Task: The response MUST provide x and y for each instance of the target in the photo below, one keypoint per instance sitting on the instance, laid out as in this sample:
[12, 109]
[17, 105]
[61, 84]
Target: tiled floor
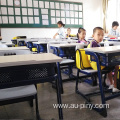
[47, 97]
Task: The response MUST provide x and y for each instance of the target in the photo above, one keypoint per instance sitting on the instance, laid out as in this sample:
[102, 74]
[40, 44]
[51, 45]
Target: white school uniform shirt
[3, 45]
[114, 33]
[61, 32]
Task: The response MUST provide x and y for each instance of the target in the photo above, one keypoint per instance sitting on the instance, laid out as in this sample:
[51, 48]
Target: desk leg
[104, 111]
[59, 77]
[59, 90]
[38, 49]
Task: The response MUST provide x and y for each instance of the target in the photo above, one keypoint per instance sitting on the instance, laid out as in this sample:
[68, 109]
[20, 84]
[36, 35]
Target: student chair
[84, 67]
[16, 94]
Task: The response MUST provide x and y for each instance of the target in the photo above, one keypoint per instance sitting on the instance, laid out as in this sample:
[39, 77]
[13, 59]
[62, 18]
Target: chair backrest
[82, 61]
[27, 74]
[14, 52]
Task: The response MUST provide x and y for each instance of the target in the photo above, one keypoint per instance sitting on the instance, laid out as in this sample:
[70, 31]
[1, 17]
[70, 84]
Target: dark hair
[115, 23]
[60, 22]
[97, 28]
[69, 28]
[79, 31]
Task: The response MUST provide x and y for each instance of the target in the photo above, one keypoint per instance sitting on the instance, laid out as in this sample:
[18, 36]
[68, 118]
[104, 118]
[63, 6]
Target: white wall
[92, 17]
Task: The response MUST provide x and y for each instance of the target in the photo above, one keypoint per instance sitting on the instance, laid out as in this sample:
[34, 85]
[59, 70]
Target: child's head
[68, 31]
[115, 25]
[98, 34]
[60, 24]
[81, 33]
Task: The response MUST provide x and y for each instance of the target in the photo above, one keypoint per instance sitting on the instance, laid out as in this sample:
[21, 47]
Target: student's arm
[111, 36]
[55, 35]
[0, 38]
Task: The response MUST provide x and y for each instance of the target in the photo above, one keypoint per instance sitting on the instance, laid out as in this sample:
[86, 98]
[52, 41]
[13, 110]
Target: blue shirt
[94, 43]
[61, 33]
[114, 33]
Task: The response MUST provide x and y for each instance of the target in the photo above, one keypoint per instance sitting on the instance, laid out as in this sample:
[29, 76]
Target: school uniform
[93, 64]
[82, 41]
[61, 33]
[114, 33]
[3, 45]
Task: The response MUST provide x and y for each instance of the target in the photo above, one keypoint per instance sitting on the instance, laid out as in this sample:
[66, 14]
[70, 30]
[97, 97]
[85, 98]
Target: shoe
[115, 90]
[107, 82]
[111, 87]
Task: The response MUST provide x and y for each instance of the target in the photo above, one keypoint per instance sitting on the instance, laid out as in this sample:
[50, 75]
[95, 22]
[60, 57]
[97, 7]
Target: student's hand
[54, 37]
[0, 38]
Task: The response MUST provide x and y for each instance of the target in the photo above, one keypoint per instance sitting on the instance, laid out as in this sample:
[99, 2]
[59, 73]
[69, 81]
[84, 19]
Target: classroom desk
[65, 45]
[115, 40]
[110, 56]
[14, 48]
[19, 42]
[41, 46]
[10, 44]
[36, 68]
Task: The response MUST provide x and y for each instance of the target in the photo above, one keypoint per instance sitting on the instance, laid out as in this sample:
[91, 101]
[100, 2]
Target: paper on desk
[36, 11]
[10, 11]
[17, 11]
[57, 5]
[25, 20]
[4, 10]
[46, 4]
[35, 3]
[71, 6]
[41, 4]
[44, 11]
[10, 2]
[5, 19]
[37, 20]
[24, 11]
[3, 2]
[53, 21]
[18, 20]
[31, 21]
[52, 12]
[45, 22]
[23, 3]
[11, 20]
[52, 5]
[29, 2]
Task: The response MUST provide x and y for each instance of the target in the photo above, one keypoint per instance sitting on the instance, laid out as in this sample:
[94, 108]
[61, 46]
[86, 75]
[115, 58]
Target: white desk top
[14, 48]
[42, 42]
[17, 60]
[104, 50]
[64, 45]
[113, 39]
[9, 44]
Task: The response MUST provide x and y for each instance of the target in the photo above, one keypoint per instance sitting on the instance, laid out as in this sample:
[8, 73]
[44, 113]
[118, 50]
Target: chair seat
[17, 92]
[90, 71]
[67, 61]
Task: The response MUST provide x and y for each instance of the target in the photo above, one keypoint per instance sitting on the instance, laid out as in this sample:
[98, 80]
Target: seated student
[68, 33]
[98, 35]
[81, 36]
[61, 31]
[113, 32]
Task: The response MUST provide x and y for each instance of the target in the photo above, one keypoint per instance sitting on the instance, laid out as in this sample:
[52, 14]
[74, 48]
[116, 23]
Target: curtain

· · · · · · ·

- What you will do -
Please count the lines in the listing above that contain the string "chair", matching its case exactly. Reply with the number only.

- Result of this exercise -
3